> [Your goal] Please count the lines in the records below that contain the string "sneaker", treating uppercase and lowercase as different. Give only the number.

> [Data for this task]
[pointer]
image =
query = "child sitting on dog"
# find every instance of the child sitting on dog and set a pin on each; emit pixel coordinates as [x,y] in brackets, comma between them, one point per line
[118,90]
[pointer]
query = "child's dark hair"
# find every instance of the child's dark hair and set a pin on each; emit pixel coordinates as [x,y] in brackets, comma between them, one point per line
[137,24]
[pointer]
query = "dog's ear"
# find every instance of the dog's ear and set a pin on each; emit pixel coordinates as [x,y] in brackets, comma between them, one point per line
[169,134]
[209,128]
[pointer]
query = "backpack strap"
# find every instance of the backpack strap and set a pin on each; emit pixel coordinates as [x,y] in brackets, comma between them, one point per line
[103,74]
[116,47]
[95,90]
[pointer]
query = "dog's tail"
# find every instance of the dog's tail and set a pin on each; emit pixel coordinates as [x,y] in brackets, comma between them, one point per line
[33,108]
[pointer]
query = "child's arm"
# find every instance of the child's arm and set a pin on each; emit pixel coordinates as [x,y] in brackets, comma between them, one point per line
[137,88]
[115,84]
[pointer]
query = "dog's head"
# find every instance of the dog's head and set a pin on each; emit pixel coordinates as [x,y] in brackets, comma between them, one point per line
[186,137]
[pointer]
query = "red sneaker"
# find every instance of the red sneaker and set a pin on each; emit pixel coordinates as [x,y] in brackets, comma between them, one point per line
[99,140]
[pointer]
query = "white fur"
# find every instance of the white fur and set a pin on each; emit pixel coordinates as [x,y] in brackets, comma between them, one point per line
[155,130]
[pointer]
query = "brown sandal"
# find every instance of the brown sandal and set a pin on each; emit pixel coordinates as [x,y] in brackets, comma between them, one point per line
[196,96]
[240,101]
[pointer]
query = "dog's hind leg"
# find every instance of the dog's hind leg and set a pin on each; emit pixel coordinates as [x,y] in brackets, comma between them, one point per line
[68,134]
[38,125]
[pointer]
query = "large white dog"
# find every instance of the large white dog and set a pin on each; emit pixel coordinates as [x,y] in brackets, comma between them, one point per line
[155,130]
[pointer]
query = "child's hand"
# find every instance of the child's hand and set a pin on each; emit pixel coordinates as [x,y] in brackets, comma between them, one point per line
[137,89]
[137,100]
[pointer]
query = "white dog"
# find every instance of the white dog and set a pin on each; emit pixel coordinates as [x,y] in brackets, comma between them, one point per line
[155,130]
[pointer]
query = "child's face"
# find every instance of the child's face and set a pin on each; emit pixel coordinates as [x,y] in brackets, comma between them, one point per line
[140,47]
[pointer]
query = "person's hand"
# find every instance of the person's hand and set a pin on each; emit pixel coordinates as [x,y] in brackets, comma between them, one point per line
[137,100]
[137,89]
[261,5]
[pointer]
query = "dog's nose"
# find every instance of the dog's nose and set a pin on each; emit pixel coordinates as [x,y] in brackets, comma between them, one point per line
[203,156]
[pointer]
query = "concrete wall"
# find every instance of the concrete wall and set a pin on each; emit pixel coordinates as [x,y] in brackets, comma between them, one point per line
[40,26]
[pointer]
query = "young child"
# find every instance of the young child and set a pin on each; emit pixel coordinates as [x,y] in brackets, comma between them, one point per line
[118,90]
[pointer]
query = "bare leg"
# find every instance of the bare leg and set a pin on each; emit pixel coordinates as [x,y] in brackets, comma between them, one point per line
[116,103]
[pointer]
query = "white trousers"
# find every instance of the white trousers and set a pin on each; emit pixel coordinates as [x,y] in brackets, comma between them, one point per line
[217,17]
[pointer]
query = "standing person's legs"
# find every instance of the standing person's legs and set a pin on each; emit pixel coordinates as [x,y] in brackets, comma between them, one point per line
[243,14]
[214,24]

> [Task result] 2